* _Short exercise_:
Transcribe the listing word for word.

---------- Materials provided

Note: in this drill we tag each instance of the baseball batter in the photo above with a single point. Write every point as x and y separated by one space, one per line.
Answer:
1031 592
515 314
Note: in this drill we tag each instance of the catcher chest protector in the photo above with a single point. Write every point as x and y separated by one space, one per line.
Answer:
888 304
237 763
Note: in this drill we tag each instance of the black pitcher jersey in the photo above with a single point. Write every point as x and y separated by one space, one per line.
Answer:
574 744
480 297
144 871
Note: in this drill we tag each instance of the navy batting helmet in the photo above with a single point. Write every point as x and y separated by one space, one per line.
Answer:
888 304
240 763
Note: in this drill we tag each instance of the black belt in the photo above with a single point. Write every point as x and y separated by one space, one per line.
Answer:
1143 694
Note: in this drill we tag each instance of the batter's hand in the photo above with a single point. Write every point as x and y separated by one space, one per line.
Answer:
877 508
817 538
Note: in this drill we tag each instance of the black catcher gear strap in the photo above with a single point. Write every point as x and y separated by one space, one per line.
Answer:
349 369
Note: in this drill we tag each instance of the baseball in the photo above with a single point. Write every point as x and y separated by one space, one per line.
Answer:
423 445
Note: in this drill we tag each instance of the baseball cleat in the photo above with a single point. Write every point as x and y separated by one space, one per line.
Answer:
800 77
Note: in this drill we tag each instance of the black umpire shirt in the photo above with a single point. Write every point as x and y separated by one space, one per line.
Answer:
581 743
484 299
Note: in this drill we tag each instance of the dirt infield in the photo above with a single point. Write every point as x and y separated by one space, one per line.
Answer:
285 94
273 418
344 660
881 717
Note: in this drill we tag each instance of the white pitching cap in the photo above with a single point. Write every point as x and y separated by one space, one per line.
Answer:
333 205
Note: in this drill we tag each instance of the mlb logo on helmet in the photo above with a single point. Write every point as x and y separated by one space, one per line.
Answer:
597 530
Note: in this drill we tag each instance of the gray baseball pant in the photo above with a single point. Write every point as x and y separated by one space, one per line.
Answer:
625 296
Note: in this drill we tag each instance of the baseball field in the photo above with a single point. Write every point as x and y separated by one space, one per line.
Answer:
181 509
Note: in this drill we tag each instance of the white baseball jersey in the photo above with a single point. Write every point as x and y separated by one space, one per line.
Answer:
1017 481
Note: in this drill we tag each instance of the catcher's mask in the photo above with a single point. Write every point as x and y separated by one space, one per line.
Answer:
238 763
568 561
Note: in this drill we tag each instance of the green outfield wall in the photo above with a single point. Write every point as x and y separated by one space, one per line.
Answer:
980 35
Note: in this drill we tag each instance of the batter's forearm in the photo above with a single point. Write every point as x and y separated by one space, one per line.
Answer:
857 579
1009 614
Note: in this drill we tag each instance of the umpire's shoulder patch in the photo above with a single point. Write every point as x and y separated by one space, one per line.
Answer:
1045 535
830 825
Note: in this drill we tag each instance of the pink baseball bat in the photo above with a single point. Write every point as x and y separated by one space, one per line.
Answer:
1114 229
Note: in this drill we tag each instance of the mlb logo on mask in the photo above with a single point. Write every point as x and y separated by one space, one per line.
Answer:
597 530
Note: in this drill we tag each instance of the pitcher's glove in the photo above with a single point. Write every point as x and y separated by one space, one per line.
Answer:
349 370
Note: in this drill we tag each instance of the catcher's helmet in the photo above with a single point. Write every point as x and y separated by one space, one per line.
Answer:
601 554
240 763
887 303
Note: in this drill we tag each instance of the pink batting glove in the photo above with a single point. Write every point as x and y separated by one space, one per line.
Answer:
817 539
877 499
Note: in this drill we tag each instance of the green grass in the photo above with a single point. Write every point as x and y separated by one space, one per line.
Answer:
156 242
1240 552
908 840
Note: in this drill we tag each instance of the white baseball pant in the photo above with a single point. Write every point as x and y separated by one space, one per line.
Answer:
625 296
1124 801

--------------------

* _Solution for this problem_:
Note: in this drill we tag each instance of the baseball batter in the photo above with a single point. Write every point as x and y separated by one space, one per line.
Answer:
1031 592
515 314
Note: in this drill we tag each instance of the catcher chest protector in the photo above with a single point. Write every point as x and y separated by one space, one per line.
Answer:
888 304
237 763
Note: in this drill we tag each instance of the black pitcher jersey in the photo above with a single point. Write every point as x and y separated by one space, one per line.
Answer:
574 744
480 297
144 871
Note: in this drill we tag each instance of the navy batting helmet in the photo above with a single point. Write every point as x and y separated by one space, one per line.
Answer:
888 304
240 763
Note: in this drill we tag each instance of the black belt in the photo above with a single point. Write every point as x and y separated by one space, one per line.
Answer:
1143 694
Note: in this drill we tag each instance of the batter's hand in the photo above with a single point. Write every point as x and y separated by one space, one per line.
Answer:
877 508
817 538
Note: in this drill we tag each instance of the black catcher gear strap in the photo above with a single point. Write every point as x and y separated by one space, one per line.
Answer:
349 369
Note: in this drill we tag each instance of the baseball in the photo above with a single point. Write every point as x and y separated by one space, one per line.
Answer:
423 445
Note: in this drill we tag each instance of the baseball cleat in the photo above with a single point. Write every point as x and y separated by one space, one per line.
Answer:
800 77
Note: in this drill we tag each instance of the black umpire shirt in the photo above with a single point. Write every point as x and y separated by one space, one per line.
Answer:
581 743
484 299
Note: in this drill we tag each instance of the dirt infield in the photo above with a single point. Write every point as x and y separated by one space, one per line.
Answer:
285 94
273 418
344 660
881 717
Note: in this drill we tag each instance of the white pitching cap in the photo above with a single point. Write every point as x and y separated by one space, one per line.
Answer:
333 205
Note: in this drill we tag each instance of the mlb logo on helmet in the photo above with a single point. Write every point as x and y separated by one space, one per line.
Answer:
597 530
Note: in this drill we tag each instance of the gray baseball pant in the photo above with a single point. Write every point as x and y separated by one space, one per line.
Answer:
625 296
Note: in this drill we tag each instance of the baseball field in the photo above with a single point. Write every point as x and y separated by one space, one per line.
Answer:
181 509
Note: in this drill we tag each instance of the white baseball jersey in the photo above with a single point. Write every point as x and y separated by one space, one per line.
Answer:
1017 481
Note: in this drill we tag each instance of the catcher's mask in the photo above with a single point. Write every point as x and y separated by one space, one per line.
Answer:
238 763
568 561
Note: in this drill we tag each instance of the green outfield wall in the photo above with a single point. Write every point as x and y separated by one space, one per line.
Answer:
980 35
Note: in this drill we tag each instance of the batter's forearm in the photo above with a single point. Write every point as x and y separated by one space, one per line.
Answer:
857 579
1009 614
Note: in this drill we tag each instance of the umpire's shoulder patch in the photo above with a single point. Write every point as x and y separated by one space, one per line.
Answer:
1045 535
830 825
Note: in this drill we tag each instance of the pink baseball bat in the photo above with a single point. Write every point as x and y separated by one space, one per line.
Answer:
1114 229
Note: in this drill we tag each instance of the mlb logo on mask in the photo above with a single point. Write every point as x and y separated by one space, one per line.
Answer:
597 530
Note: in this drill we tag each instance of the pitcher's glove in the photo above with a single point. Write every point as x and y separated by one space, one per line.
Answer:
349 370
Note: in this drill we tag each instance of the catcher's helmet in the photo above with a single point. Write every point as x and y separated by one space, one per line.
Answer:
601 554
240 763
887 303
Note: in this drill we tag each instance of the pink batting glove in the photo above with a single point. Write every point as x and y separated by one space, one per line.
Answer:
817 539
877 499
Note: in this drill we tag each instance of the green grass in the photo above with a single point. Write every point as x and y separated by one space, one per line.
Answer:
156 242
1240 552
908 840
Note: in this drill we tag each instance of the white baseball pant in the photo above with a single point. Write every point as x and y separated by one space, one per line.
Answer:
625 296
1124 801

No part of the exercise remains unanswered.